[Dataset records]
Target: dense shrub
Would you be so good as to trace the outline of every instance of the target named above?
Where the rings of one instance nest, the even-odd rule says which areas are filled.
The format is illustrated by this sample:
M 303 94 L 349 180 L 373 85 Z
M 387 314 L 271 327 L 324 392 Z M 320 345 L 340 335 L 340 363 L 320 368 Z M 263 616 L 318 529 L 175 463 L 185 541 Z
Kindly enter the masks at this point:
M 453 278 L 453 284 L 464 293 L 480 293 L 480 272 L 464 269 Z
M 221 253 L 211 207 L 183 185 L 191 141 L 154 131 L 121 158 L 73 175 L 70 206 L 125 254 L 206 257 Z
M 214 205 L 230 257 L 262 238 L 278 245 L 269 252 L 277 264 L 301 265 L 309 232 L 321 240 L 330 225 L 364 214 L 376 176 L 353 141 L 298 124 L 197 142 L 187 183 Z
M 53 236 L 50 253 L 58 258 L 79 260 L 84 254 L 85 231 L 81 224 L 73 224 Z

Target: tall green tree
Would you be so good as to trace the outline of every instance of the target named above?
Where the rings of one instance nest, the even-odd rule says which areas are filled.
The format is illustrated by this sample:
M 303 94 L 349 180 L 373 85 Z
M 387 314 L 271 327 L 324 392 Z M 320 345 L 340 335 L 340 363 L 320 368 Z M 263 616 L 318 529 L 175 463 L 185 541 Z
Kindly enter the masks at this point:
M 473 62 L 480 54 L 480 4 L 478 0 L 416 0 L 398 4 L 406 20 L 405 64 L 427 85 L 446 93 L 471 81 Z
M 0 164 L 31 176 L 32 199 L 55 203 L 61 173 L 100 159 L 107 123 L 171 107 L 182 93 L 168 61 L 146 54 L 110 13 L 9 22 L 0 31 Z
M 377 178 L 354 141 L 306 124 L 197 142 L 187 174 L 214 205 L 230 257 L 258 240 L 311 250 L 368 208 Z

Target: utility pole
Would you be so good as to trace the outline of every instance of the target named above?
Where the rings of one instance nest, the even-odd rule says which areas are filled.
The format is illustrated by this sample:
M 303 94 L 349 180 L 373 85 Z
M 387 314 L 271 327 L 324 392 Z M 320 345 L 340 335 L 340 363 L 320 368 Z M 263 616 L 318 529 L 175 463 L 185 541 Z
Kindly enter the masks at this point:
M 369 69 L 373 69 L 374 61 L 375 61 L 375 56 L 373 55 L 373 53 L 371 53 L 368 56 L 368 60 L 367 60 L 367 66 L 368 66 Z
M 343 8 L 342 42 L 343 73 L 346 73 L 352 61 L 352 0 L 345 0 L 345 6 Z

## Work to be completed
Go through the entries above and write each one out exactly.

## Solution for this task
Target: dense shrub
Would you be so good as to trace the outline of every instance of the target named above?
Where the rings of one instance nest, the even-odd rule says which areas are filled.
The format is illustrated by this sample:
M 303 94 L 349 180 L 373 85 Z
M 387 314 L 271 327 L 324 392 Z M 320 345 L 340 335 L 340 363 L 320 368 Z M 263 616 L 318 529 L 175 463 L 185 541 Z
Kindly enter the masks at this point:
M 453 278 L 453 284 L 464 293 L 480 293 L 480 272 L 464 269 Z
M 221 253 L 211 207 L 183 185 L 191 141 L 154 131 L 121 158 L 73 175 L 70 206 L 125 254 L 206 257 Z
M 214 205 L 230 257 L 262 238 L 278 245 L 269 252 L 277 264 L 301 265 L 309 232 L 321 240 L 330 225 L 364 214 L 376 176 L 353 141 L 298 124 L 197 142 L 187 183 Z
M 53 236 L 50 253 L 58 258 L 79 260 L 84 254 L 85 231 L 81 224 L 73 224 Z

Target: tall green tree
Would you be so good as to trace the outline of every instance of the target named above?
Where the rings of one instance nest, the even-odd rule says which areas are filled.
The format is illustrated by this sample:
M 303 94 L 349 180 L 373 85 Z
M 387 314 L 271 327 L 324 392 Z M 320 345 L 340 335 L 340 363 L 320 368 Z M 263 616 L 318 529 L 175 463 L 185 541 Z
Kindly enter the masks at this point:
M 473 62 L 480 54 L 480 4 L 478 0 L 416 0 L 398 4 L 406 20 L 405 64 L 427 85 L 446 93 L 471 81 Z
M 0 164 L 31 176 L 32 199 L 55 203 L 61 173 L 100 159 L 107 123 L 171 107 L 182 93 L 168 61 L 146 54 L 110 13 L 9 22 L 0 31 Z
M 377 178 L 354 141 L 306 124 L 197 142 L 187 174 L 214 205 L 230 257 L 258 240 L 311 250 L 368 208 Z

Target: utility pole
Would you be so good as to trace the outline of every instance of the target named above?
Where the rings of one instance nest, the even-odd rule says which areas are filled.
The format is illustrated by this sample:
M 303 94 L 349 180 L 373 85 Z
M 387 314 L 271 327 L 324 392 Z M 320 345 L 340 335 L 340 363 L 320 368 Z M 263 616 L 318 529 L 175 463 L 185 541 Z
Kindly enter the masks at this point:
M 369 69 L 373 69 L 374 61 L 375 61 L 375 56 L 373 55 L 373 53 L 371 53 L 368 56 L 368 60 L 367 60 L 367 66 L 368 66 Z
M 343 8 L 342 42 L 343 73 L 346 73 L 352 61 L 352 0 L 345 0 L 345 6 Z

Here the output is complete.